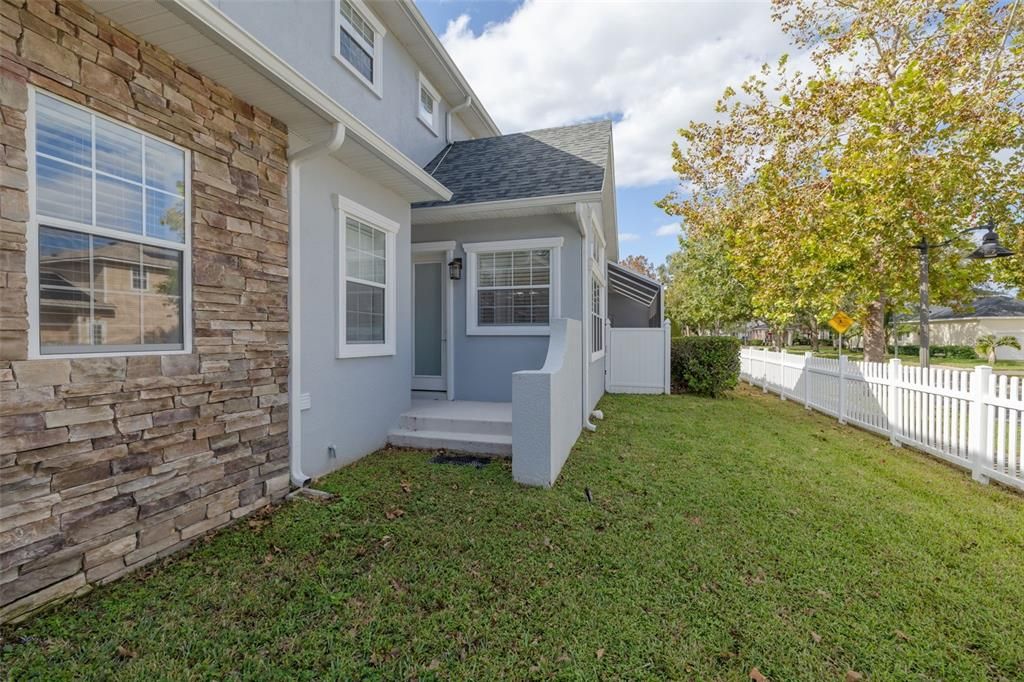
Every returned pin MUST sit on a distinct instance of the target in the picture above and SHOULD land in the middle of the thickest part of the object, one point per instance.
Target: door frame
(445, 252)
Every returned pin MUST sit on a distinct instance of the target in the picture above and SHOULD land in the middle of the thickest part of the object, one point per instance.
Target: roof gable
(540, 163)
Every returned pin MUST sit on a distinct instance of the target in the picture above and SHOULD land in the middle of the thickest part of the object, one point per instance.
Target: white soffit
(178, 27)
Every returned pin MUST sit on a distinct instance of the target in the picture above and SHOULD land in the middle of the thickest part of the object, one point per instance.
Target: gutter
(295, 162)
(452, 112)
(582, 213)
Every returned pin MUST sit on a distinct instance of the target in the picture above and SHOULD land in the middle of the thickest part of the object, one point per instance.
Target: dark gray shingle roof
(540, 163)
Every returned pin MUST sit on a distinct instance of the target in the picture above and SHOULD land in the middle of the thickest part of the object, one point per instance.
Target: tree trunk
(875, 332)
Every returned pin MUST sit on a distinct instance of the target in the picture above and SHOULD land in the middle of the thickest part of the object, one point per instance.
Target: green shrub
(705, 365)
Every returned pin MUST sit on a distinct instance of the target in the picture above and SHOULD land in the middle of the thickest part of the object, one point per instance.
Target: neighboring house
(238, 238)
(1001, 315)
(634, 300)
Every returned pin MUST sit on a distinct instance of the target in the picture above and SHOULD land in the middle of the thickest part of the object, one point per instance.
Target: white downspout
(582, 218)
(296, 160)
(448, 118)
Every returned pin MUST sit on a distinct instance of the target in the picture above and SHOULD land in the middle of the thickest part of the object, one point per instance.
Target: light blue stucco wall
(354, 400)
(483, 365)
(301, 32)
(596, 381)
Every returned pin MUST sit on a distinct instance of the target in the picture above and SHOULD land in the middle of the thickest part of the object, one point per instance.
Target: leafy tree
(908, 130)
(704, 293)
(988, 344)
(640, 265)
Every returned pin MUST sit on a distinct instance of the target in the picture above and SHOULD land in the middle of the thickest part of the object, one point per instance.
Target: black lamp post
(990, 248)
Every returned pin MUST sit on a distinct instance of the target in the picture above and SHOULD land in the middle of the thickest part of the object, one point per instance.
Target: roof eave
(551, 204)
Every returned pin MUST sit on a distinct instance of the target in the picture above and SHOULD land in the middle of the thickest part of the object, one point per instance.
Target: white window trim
(377, 85)
(597, 275)
(32, 248)
(431, 122)
(347, 208)
(473, 328)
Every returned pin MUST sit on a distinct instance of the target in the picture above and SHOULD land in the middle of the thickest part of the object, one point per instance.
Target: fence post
(978, 425)
(667, 328)
(893, 402)
(806, 372)
(764, 370)
(781, 373)
(842, 389)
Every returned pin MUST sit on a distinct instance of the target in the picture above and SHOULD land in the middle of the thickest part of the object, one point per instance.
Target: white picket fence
(973, 419)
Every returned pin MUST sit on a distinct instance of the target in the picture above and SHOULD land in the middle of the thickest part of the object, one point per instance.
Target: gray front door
(428, 326)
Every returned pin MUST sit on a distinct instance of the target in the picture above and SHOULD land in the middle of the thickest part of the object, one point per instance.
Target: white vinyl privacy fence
(973, 419)
(638, 359)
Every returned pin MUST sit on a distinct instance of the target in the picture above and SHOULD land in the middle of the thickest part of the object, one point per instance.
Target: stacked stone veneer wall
(107, 464)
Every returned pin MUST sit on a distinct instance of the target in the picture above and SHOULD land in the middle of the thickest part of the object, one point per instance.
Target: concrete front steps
(458, 426)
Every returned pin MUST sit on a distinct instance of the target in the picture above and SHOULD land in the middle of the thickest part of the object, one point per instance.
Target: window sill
(370, 350)
(508, 331)
(109, 353)
(377, 89)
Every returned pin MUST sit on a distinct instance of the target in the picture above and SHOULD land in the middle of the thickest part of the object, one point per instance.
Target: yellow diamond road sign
(841, 322)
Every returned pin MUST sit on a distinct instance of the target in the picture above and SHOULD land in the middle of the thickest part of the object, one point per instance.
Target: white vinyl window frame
(346, 208)
(598, 312)
(428, 119)
(473, 327)
(598, 308)
(36, 222)
(376, 84)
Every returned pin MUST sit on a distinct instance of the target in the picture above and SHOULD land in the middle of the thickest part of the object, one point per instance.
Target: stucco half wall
(547, 415)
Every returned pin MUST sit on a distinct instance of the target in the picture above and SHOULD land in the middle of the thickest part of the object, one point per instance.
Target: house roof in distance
(541, 163)
(983, 306)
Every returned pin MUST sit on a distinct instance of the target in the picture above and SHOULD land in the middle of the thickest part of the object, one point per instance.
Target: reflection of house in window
(98, 291)
(139, 278)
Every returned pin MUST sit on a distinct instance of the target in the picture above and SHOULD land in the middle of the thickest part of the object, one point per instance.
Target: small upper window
(358, 40)
(110, 233)
(428, 105)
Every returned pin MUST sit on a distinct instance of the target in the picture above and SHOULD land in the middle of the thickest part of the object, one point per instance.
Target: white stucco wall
(354, 400)
(547, 415)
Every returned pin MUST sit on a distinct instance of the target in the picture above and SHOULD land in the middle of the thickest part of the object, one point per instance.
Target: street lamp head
(990, 247)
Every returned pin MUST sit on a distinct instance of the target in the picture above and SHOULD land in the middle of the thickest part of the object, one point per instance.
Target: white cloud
(656, 66)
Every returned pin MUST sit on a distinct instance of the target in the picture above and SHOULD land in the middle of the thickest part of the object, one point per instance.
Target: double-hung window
(598, 298)
(513, 287)
(367, 286)
(597, 320)
(109, 258)
(358, 40)
(428, 107)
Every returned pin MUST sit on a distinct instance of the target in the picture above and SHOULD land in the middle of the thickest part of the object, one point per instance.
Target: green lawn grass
(723, 535)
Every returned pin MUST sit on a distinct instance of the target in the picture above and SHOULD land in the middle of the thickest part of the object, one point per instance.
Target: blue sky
(650, 67)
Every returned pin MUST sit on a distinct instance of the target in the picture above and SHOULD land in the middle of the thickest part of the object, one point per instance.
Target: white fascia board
(549, 204)
(218, 27)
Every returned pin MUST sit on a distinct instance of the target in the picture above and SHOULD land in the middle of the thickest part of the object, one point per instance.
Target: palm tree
(986, 345)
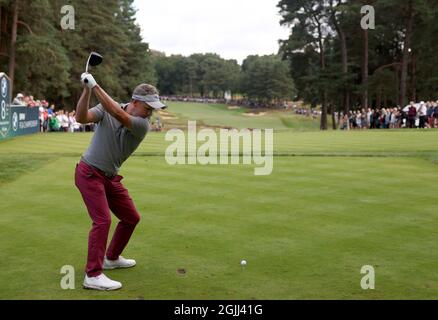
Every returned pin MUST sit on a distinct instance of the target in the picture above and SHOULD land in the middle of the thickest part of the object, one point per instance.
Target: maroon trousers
(102, 194)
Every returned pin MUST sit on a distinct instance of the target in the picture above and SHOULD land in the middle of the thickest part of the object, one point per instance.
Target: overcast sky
(232, 28)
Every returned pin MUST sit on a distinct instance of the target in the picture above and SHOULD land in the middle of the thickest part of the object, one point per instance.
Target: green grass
(335, 201)
(220, 116)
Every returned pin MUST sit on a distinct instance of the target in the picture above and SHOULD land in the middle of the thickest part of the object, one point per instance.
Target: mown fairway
(335, 201)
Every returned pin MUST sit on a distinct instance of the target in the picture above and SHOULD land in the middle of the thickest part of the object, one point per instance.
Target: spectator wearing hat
(19, 100)
(422, 113)
(412, 115)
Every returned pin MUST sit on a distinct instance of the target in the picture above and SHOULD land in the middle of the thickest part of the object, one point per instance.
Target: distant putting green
(336, 201)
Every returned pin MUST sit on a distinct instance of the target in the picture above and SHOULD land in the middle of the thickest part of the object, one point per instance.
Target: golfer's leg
(123, 208)
(93, 192)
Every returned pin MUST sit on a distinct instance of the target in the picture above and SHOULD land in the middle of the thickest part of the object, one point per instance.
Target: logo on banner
(15, 121)
(4, 87)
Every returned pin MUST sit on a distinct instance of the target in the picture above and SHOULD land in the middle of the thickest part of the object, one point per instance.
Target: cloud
(232, 28)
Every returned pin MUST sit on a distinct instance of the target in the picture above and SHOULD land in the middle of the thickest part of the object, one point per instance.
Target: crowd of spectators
(62, 120)
(51, 120)
(415, 115)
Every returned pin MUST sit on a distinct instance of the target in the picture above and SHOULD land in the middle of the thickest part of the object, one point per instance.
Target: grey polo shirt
(112, 143)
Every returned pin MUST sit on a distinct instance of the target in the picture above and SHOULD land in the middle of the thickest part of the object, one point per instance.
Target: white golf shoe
(119, 263)
(101, 282)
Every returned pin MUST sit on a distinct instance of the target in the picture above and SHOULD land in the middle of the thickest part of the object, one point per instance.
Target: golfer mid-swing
(120, 130)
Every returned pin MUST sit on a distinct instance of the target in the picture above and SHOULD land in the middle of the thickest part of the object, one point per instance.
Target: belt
(109, 176)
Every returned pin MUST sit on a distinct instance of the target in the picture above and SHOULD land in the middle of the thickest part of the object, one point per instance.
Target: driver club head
(93, 60)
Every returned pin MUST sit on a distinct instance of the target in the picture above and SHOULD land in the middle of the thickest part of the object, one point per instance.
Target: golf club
(93, 60)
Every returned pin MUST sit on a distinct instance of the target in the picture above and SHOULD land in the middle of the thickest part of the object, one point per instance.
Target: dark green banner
(15, 120)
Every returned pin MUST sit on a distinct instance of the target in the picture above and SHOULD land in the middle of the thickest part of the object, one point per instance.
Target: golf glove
(88, 80)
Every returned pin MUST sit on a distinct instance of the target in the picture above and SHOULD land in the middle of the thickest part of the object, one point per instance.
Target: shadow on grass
(16, 165)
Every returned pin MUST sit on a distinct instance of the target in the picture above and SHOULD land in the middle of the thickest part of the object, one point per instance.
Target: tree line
(261, 79)
(46, 61)
(340, 65)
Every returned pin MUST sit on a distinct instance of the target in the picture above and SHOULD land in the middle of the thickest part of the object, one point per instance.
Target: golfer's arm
(82, 114)
(112, 107)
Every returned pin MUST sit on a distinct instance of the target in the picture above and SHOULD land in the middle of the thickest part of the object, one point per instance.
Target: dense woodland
(328, 59)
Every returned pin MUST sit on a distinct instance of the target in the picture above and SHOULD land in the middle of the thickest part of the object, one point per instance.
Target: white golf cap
(148, 94)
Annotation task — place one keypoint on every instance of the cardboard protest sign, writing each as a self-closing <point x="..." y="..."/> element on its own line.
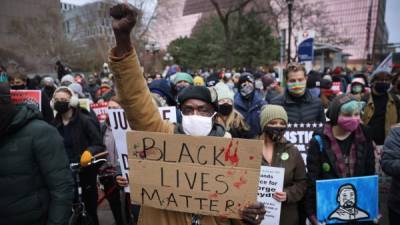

_ _ _ _

* Task objective
Quote only the lines that start at the line holding "Target: golfer's arm" and end at the last line of the entries, including both of those lines, and omit every picture.

* The answer
Target: golfer's arm
(82, 114)
(112, 107)
Every returned pin MUST sit on a distinct instance of the target in the picture above and SHOULD land in the middle of the thickest part of the object, one point per instance.
Target: dense woodland
(328, 59)
Every returned pin MUST sit on a distinct instance of the target in the picture above and SHOULD land in the middle of the thickest part of the object, one point per instance.
Target: white golf cap
(148, 94)
Annotation task — place one keypoint on every instance of the cardboard protest sign, writing each as a self-closing <point x="..." y="..."/> element on its own line.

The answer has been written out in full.